# Caravans and trailers - seperate plate info?



## TAO22

Hi All

I am looking at importing my car and also a seperate trailer but have been told that it will need a seperate number plate to my car? The trailer will be caravan size so although I can understand I may be required to pay import duty on more than one vehicle, I am unsure where I stand with regard to registering it?

Does anyone have any idea please if they have imported for example a caravan?

Many Thanks


----------



## Algarve

*your reply*



TAO22 said:


> Hi All
> 
> I am looking at importing my car and also a seperate trailer but have been told that it will need a seperate number plate to my car? The trailer will be caravan size so although I can understand I may be required to pay import duty on more than one vehicle, I am unsure where I stand with regard to registering it?
> 
> Does anyone have any idea please if they have imported for example a caravan?
> 
> Many Thanks


Hi , Not heard that before about a separate number plate, however it is normal for importing Trailers and Caravans, to have correct paperwork for each, in the form of a log book or registration, the same applies with tow bars not many people are aware that tow bars on cars have a license number to them , unlike the UK you can not just fit a tow bar in Portugal it has to have registration as I found out the hard way,all the best


----------



## canoeman

It all depends on the weight of the trailer or carrying weight. What's yours?

The problem when importing and registering trailer here is that although theres no import tax, the paperwork is a nightmare, the UK has no requirements for registering trailers so there is not the relevant paperwork , chassis stamps etc required.

If the trailer company exports, they should be able to help, if it's DIY I'd forget the idea of keeping it here.

Insurance is different, you must declare and pay a premium.

Registration is required if trailer +300kgs


----------



## omostra06

I agree as all trailers and caravans have to their own registration plate and documents, completely separate from any car. (unlike the UK). I would suggest if you really need a trailer, pick one up down here.

Alternatively you could bring your UK car and trailer and use it without problems for up to 183 days, then if you don't need it, sell it off to someone going back to UK.

Just a point on the mention of tow bars. If you have a Portuguese car and it has a tow bar, your standard car insurance won't cover damage caused to or by the tow bar. An additional policy is required (also unlike the UK) for the tow bar.


----------



## TAO22

omostra06 said:


> I agree as all trailers and caravans have to their own registration plate and documents, completely separate from any car. (unlike the UK). I would suggest if you really need a trailer, pick one up down here.
> 
> Alternatively you could bring your UK car and trailer and use it without problems for up to 183 days, then if you don't need it, sell it off to someone going back to UK.
> 
> Just a point on the mention of tow bars. If you have a Portuguese car and it has a tow bar, your standard car insurance won't cover damage caused to or by the tow bar. An additional policy is required (also unlike the UK) for the tow bar.


Hi there

Thanks so much for the information as I didn't realise at all just how complicated this could get compared to the UK. The trailer I am bringing over is a snack food vending van (approx 8 foot x 7) so will clearly exceed the weight limit. Sounds like I have a lot of homework to do and a lot of government offices to visit again before I can take that step. Do you happen to know also a good reputable business insurer here? I have heard David Hills may be a good starting point?

§ GIVEN REQUEST
Decide whether each statement agrees with the forum thread on importing a trailer, answering yes or no and quoting the deciding words: (a) a trailer needs registration when it is over 300 kg; (b) one reply says importing a trailer carries an import tax; (c) a UK car and trailer can be used for up to 183 days. The records have nothing to do with the forum thread.

§ SUPPLIED INFORMATION

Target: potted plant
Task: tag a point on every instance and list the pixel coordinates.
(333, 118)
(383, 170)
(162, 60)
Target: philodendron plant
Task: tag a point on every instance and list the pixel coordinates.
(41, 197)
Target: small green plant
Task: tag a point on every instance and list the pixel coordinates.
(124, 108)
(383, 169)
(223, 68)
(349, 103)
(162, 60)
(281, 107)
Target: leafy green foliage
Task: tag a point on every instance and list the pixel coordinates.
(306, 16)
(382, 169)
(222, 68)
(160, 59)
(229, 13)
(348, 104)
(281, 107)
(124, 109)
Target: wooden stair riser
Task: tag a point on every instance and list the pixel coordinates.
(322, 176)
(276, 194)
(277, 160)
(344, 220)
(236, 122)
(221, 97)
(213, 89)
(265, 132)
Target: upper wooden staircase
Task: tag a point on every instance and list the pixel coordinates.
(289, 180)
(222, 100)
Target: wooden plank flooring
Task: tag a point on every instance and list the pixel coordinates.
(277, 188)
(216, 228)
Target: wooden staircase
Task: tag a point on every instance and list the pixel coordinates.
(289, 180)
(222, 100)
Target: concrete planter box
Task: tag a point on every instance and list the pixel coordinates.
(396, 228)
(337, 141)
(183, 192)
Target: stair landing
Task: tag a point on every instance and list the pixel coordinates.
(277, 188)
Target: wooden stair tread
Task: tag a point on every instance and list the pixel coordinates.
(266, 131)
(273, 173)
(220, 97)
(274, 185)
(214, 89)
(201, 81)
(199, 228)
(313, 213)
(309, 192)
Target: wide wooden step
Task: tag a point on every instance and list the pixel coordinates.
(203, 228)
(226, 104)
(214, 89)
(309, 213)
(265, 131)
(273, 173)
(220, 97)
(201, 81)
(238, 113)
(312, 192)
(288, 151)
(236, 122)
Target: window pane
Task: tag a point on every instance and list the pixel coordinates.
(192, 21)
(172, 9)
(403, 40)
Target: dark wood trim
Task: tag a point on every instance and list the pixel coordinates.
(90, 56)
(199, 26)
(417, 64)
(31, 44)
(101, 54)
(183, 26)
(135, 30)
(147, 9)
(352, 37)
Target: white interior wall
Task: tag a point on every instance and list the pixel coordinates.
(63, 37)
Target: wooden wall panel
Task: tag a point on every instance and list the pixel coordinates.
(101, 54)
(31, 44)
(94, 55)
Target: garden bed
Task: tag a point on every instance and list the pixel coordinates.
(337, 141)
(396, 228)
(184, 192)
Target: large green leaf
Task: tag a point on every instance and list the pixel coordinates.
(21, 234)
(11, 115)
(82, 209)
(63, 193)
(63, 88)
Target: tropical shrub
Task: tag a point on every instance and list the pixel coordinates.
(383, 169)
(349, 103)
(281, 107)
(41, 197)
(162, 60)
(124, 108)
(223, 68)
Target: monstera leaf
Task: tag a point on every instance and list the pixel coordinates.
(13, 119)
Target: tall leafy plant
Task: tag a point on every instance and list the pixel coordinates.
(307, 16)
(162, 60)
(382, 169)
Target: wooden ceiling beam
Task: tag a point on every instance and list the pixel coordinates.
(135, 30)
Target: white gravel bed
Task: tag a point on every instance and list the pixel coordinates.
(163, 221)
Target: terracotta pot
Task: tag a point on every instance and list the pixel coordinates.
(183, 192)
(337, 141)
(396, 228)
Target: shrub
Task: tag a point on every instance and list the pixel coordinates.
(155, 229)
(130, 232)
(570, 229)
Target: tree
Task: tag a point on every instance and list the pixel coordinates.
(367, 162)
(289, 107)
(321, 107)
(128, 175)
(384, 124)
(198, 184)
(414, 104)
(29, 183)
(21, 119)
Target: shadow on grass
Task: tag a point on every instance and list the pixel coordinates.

§ RESULT
(a) Yes: "Registration is required if trailer +300kgs"
(b) No: "although theres no import tax"
(c) Yes: "use it without problems for up to 183 days"